--- Begin Provided records ---

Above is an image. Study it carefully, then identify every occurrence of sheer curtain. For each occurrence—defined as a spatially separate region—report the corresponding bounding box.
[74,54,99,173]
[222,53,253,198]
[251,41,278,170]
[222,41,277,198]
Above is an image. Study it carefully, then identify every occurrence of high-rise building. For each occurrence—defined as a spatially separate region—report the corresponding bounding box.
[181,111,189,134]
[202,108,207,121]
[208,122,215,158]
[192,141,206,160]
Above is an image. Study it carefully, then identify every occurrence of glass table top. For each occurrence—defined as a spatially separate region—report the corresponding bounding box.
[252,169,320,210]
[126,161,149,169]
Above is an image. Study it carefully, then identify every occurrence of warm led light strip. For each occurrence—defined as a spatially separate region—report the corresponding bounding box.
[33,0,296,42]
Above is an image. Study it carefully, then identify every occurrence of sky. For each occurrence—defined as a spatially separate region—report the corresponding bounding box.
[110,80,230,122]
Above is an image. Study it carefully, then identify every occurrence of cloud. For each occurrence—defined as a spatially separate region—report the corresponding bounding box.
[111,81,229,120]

--- End Provided records ---

- Your goal:
Convert the entries above into a two-column CSV with the header row instruction,output, one row per entry containing its text and its answer. Wrap each field in double quotes, and replace any line breaks within a field with spaces.

- Reply to the exercise:
instruction,output
"Above is an image. Study it carefully, then identify every occurrence of sheer curtain. For each occurrence—defined as a spatially separate region—report the corresponding bounding box.","[74,54,99,173] [222,53,253,198] [251,41,278,170] [222,41,277,198]"
"Above is an image. Study it carefully, then identify every occurrence of high-rise building. For each occurrence—defined as a spatially separate region—report the corresponding bounding box.","[181,111,189,134] [202,108,207,121] [208,122,215,158] [192,141,206,160]"
"Above is an image. Study it carefully, then identify every occurrence of glass table top. For each occurrence—defined as a spatially separate region—report the corresponding bounding box.","[252,169,320,210] [126,161,149,169]"
"Above is an image. Study it carefully, then identify every occurrence of warm led light strip. For each occurrence—defined as a spatially separate region—report the corresponding bounding box.","[33,0,296,42]"
"Above is an image. Study it carefully, then identify every occurrence of sky. For each occurrence—defined as a spatially separate region—report the corresponding bounding box.","[110,80,230,122]"
"Above is an image. Study it carefully, then identify every occurrence of cloud. For each occurrence—defined as a spatially separate region—report the corresponding bounding box.","[111,81,229,120]"